__What is expected__
Can you copy every one of the lines below word for word, without changing anything?

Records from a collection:
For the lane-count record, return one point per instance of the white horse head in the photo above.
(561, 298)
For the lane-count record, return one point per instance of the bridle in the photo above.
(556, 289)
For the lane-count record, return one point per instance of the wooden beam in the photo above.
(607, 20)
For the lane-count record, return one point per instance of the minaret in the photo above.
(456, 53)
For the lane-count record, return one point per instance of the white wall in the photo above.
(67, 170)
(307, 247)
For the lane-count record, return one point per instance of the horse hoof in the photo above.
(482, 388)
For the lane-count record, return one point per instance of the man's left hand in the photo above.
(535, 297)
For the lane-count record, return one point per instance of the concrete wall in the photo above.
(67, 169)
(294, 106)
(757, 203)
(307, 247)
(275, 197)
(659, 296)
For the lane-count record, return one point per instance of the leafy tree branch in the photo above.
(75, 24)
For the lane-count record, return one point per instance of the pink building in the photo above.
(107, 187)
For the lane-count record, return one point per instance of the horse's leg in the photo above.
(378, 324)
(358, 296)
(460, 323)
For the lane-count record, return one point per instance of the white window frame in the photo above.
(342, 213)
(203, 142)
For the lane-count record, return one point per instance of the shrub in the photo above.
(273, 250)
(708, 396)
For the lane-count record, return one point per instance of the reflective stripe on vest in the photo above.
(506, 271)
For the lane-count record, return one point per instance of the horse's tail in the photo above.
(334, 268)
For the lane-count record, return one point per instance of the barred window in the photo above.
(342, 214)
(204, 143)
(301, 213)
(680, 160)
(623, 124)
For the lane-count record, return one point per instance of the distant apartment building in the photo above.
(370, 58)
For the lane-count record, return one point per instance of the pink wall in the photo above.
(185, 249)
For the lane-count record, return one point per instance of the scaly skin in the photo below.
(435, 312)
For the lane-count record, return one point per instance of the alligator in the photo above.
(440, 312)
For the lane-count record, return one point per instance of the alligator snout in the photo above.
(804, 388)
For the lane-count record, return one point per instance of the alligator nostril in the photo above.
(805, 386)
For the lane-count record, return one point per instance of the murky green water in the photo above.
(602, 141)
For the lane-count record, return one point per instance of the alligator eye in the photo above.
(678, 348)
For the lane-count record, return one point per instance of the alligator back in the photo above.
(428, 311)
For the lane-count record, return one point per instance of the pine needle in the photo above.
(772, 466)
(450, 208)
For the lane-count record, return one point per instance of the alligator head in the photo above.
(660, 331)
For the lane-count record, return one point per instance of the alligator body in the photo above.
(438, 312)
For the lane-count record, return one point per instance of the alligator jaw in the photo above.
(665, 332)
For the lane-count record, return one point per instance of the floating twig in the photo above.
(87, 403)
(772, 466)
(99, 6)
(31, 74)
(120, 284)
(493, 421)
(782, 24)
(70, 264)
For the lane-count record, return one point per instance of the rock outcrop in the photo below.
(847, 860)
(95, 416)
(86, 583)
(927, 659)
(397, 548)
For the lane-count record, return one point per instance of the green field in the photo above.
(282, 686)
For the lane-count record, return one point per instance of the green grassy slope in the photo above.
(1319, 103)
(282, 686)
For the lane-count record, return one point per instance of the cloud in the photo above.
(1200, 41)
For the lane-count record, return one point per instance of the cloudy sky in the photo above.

__Task solution__
For the lane-count record, return one point per instance of the white horse head in the photo above.
(561, 298)
For the lane-count record, return one point per instance of the bridle in the photo above.
(556, 289)
For the lane-count record, return one point per instance of the wooden beam in the photo above.
(607, 20)
For the lane-count record, return one point per instance of the minaret in the photo above.
(456, 53)
For the lane-count record, return one point per instance of the white wall in the photo above.
(67, 170)
(307, 247)
For the lane-count record, return one point per instance of the horse hoof in the photo above.
(482, 388)
For the lane-count record, return one point per instance of the man's left hand in the photo above.
(535, 297)
For the lane-count record, return one point per instance of the concrete wall in the photo above.
(67, 169)
(294, 106)
(757, 203)
(307, 247)
(275, 197)
(659, 296)
For the lane-count record, return one point per instance of the leafy tree branch in the photo above.
(75, 24)
For the lane-count record, return one point per instance of the pink building in the photo above.
(107, 187)
For the lane-count record, return one point per instance of the horse's leg in the photo above.
(378, 324)
(358, 296)
(460, 323)
For the lane-count record, return one point per instance of the white window frame in the photo above.
(342, 213)
(203, 142)
For the lane-count record, return one point per instance of the shrub in the photo above.
(273, 250)
(708, 396)
For the lane-count record, return one point per instance of the reflective stripe on vest in the photo above.
(506, 271)
For the lane-count record, return one point per instance of the horse's tail in the photo above.
(334, 268)
For the lane-count record, return one point per instance of the barred window in the photo above.
(342, 214)
(204, 143)
(301, 213)
(680, 160)
(623, 124)
For the lane-count record, return one point per instance of the distant apartment building in the photo above.
(370, 58)
For the lane-count record, return one point per instance of the pink wall in the photo above.
(185, 249)
For the lane-count record, return one point per instance of the scaly skin in the photo below.
(435, 312)
For the lane-count record, return one point per instance of the alligator in the photo above.
(440, 312)
For the lane-count record, return one point per instance of the alligator snout in the photo above.
(804, 388)
For the lane-count record, return one point per instance of the alligator nostril in the photo above.
(805, 386)
For the lane-count record, return one point per instance of the murky green water in the photo above.
(602, 141)
For the lane-count record, return one point per instance of the alligator eye in the photo above.
(678, 348)
For the lane-count record, return one point per instance of the alligator back in the photo above.
(428, 311)
For the lane-count record, return one point per instance of the pine needle in the photo above.
(772, 466)
(450, 208)
For the lane-count record, return one point per instance of the alligator head in the photo above.
(660, 331)
For the lane-count record, return one point per instance of the alligator body in the photo above.
(438, 312)
For the lane-count record, return one point per instance of the alligator jaw in the photo above.
(665, 332)
For the lane-count record, return one point per instance of the floating twig in the photo above.
(87, 403)
(772, 466)
(99, 6)
(31, 74)
(120, 284)
(493, 421)
(782, 24)
(70, 264)
For the lane-count record, return one point per instance of the rock outcrop in the photo below.
(847, 860)
(95, 416)
(86, 583)
(927, 659)
(397, 548)
For the lane-count record, return one point per instance of the green field in the photo above.
(282, 686)
For the lane-count record, return one point per instance of the green grassy slope in the photo above.
(1319, 103)
(282, 686)
For the lane-count record, return one point per instance of the cloud in the photo above.
(1200, 41)
For the lane-count record, return one point per instance of the cloudy sky in the photo above.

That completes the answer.